What is needed -
Your answer must be an exact copy of the records below, minus the pictures.

Data shown -
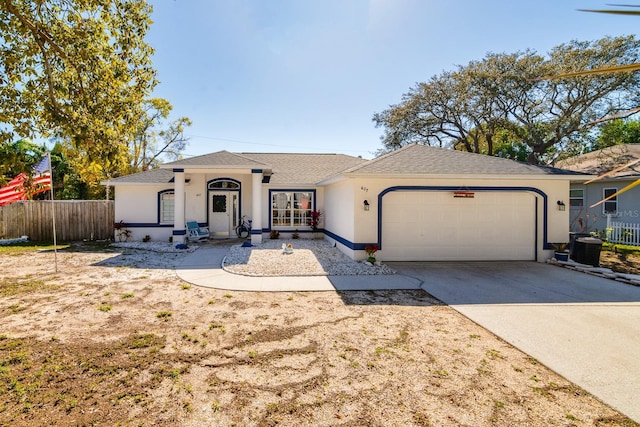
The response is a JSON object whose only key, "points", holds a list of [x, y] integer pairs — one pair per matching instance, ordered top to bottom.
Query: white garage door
{"points": [[435, 226]]}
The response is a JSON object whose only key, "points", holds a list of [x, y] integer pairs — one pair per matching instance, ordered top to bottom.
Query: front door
{"points": [[223, 213]]}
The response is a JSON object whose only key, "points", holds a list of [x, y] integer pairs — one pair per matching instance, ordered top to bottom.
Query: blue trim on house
{"points": [[209, 190], [288, 190], [147, 225], [343, 241], [545, 244], [535, 256]]}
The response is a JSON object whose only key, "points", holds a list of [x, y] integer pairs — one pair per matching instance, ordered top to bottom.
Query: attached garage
{"points": [[431, 225]]}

Answer area -
The response is a JSON object whose only key, "points", holds a list of [x, y] integer pairs — one pair per matching instance, ordered top to bottom.
Query: white garage door
{"points": [[435, 226]]}
The response is a JSON object whose only key, "points", holds a list of [x, y] integer pairs — one pair per matching instance, ordered top to bottom.
Query: front door
{"points": [[223, 213]]}
The response is a JSON object whose only key, "points", holds a list of [x, y] integer pairs — one pair per matching instance, ordered top to bottom.
Query: blue trim on house
{"points": [[209, 190], [288, 190], [147, 225], [343, 241], [545, 244], [535, 256]]}
The response is a JSON object whose only key, "points", holds a list of [x, y] integer pairs — one pair per matching instance, ordered top to bottom.
Query: attached garage
{"points": [[431, 225]]}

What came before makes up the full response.